About this task: List every person named in the text below about the "Sound and Light" benefit, in the order of their first appearance.

Source text:
◇ ◇ ◇ ◇

Davis County residents are invited to “Sound and Light,” where international artist Josee Nandeau will paint live to the music of the Salt Lake Symphony on Oct. 13 at 6:30 p.m. at the University of Utah’s Libby Gardner Hall. Proceeds will go toward what organizers believe will be the first neurological clinic in Morocco. 

“There’s a huge stigma against neurological conditions in Morocco,” said Mohammad Sbia, a major force behind the clinic. “Hopefully, this facility will give people with those conditions the chance to have a better quality of life.” 

Gerald Van der Kemp, the French art expert behind the restoration of Louis XIV’s palace at Versailles, invited Nandeau to show her work at Claude Monet’s house in France. She went on to spend the next decade as the artist in residence there, then moved to Utah after she fell in love with it on a skiing trip. 

“She’s very sensitive to the landscape here,” said Sbia. “It’s become part of her repertoire.”

Sbia was inspired to create the clinic because of his brother, who lived in Morocco and suffered traumatic brain injury after a 1999 car accident. Though the brother had excellent health insurance, there were no neurological facilities in Morocco and the brother declined in health. 

Though Sbia brought his brother to America for helpful therapy, a visa difficulty later left him trapped in Morocco again. He died in 2007, due to complications from his condition. 

“I would do the same thing over again if I had the chance,” said Sbia, who added that he was grateful for the extra time with his brother. “But I feel a burning desire to reach out to those patients still in Morocco. They’re basically dying.”  

The clinic will be prepared to deal with all kinds of neurological repair and rehabilitation, ranging from spinal injury and stroke victims to children whose brains are damaged during the delivery process.

“The injuries are minor, but they’re kept home by their parents their whole lives,” said Sbia. “By the time they’re teenagers, they’re basically handicapped.”

◇ ◇ ◇ ◇

Data for analysis:

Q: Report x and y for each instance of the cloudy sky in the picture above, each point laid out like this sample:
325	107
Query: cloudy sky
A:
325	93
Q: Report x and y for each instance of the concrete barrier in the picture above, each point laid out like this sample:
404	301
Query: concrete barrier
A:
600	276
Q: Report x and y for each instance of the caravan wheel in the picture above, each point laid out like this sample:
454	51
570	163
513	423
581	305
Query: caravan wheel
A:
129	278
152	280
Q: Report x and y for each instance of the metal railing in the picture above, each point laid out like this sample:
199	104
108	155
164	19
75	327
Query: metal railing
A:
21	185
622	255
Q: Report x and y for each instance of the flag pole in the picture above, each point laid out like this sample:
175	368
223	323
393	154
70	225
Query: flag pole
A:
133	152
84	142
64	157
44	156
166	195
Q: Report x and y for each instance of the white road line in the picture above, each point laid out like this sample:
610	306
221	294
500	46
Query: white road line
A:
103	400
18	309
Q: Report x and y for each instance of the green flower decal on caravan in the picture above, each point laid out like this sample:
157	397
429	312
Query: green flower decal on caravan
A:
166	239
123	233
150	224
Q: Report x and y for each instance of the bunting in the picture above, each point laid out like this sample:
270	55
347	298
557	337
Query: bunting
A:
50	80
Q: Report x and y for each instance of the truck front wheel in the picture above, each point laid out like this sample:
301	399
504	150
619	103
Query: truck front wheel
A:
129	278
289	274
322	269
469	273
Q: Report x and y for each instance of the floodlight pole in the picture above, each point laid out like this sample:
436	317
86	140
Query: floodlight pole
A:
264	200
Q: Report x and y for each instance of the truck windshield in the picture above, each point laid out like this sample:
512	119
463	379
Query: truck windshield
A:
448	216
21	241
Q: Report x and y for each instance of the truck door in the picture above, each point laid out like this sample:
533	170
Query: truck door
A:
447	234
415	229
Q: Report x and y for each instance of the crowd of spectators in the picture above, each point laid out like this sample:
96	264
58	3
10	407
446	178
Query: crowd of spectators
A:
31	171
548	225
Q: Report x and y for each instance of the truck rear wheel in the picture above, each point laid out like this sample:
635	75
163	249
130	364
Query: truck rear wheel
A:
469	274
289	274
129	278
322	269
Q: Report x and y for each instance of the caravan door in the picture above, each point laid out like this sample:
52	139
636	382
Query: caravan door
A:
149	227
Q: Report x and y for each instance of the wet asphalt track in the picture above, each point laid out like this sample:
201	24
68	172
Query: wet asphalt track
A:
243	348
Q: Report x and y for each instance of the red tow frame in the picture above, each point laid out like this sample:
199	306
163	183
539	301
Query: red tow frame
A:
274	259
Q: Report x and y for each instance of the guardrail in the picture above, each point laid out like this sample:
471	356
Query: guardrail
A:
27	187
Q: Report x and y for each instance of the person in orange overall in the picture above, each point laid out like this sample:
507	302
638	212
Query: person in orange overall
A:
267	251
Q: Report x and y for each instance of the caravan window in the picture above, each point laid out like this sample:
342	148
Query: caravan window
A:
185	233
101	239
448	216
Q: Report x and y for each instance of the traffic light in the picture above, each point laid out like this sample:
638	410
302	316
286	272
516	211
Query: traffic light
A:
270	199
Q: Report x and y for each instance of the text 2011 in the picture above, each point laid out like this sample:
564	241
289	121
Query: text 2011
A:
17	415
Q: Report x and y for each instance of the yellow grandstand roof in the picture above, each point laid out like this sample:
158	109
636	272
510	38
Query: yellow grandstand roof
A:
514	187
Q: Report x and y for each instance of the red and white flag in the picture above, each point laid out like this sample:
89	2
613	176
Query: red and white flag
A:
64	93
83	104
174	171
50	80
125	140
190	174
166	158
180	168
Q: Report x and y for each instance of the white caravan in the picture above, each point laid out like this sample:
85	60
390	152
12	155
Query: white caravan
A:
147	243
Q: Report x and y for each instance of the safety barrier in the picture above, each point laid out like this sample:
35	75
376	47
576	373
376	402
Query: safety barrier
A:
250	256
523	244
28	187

◇ ◇ ◇ ◇

The completed task: Josee Nandeau, Mohammad Sbia, Gerald Van der Kemp, Louis XIV, Claude Monet